= DESCRIPTION OF THE TASK =
Write out word for word each line of the records, beginning at the first and stopping after the line with "Spot skin of arm in this frame.". Leave the pictures out.

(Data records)
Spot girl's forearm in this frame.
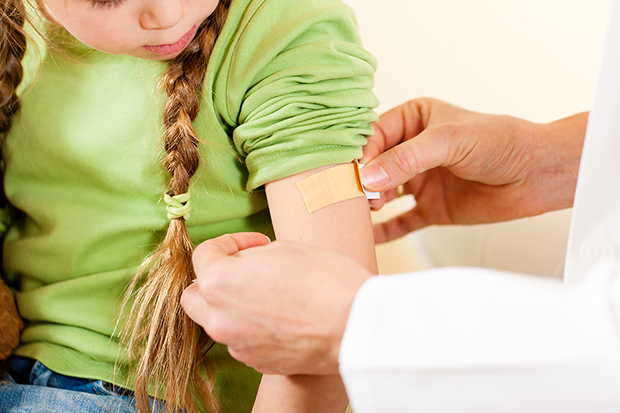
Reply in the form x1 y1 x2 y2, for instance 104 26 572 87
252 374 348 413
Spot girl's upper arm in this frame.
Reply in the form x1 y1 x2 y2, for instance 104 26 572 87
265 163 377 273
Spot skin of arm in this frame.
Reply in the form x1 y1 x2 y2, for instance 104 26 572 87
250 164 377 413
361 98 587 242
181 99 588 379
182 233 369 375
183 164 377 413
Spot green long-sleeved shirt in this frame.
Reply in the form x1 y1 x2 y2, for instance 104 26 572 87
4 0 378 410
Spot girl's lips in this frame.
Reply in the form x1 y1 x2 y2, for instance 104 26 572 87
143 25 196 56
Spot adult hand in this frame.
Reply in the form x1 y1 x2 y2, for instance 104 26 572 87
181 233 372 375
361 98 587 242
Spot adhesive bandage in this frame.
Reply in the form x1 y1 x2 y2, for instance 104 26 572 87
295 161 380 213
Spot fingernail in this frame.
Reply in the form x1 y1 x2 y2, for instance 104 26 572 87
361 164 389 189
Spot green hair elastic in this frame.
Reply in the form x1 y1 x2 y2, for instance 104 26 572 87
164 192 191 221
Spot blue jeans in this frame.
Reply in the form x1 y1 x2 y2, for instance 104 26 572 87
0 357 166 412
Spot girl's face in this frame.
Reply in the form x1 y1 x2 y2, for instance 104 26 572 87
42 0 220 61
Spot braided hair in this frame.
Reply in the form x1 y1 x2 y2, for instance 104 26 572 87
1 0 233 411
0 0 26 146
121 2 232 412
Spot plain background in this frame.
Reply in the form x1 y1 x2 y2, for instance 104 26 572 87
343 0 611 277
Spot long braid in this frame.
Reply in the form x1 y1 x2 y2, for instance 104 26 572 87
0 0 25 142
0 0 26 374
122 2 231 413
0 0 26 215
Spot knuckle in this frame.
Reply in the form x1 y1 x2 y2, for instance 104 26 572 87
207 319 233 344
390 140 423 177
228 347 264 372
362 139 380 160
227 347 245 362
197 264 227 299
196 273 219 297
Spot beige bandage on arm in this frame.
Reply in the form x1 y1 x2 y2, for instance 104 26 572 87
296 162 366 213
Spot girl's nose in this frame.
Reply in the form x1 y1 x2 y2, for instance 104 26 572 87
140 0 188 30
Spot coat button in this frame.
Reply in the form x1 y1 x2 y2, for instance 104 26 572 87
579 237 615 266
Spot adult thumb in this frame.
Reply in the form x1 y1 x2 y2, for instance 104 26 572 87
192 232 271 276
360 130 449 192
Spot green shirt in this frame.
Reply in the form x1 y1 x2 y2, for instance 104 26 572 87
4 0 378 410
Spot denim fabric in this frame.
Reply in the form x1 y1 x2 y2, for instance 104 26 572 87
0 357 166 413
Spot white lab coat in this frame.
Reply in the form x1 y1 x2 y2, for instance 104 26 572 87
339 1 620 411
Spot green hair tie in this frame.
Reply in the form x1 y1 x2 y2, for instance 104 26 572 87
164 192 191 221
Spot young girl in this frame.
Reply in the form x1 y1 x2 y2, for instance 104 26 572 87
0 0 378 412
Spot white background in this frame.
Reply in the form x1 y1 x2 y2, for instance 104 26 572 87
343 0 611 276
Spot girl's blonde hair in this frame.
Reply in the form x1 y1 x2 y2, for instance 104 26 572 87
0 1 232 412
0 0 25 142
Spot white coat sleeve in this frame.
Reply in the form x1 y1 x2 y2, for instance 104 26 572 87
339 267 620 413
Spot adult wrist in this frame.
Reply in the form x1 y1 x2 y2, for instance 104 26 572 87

= RESPONSE AREA =
Spot girl's forearm in this frame.
Reply in the form x1 y1 x2 y2, for instance 104 26 572 87
252 374 348 413
Spot girl's upper arm in this frame.
Reply in the form x1 y1 x2 y2, for instance 104 26 572 87
265 163 377 273
Spot skin of arm in this frame.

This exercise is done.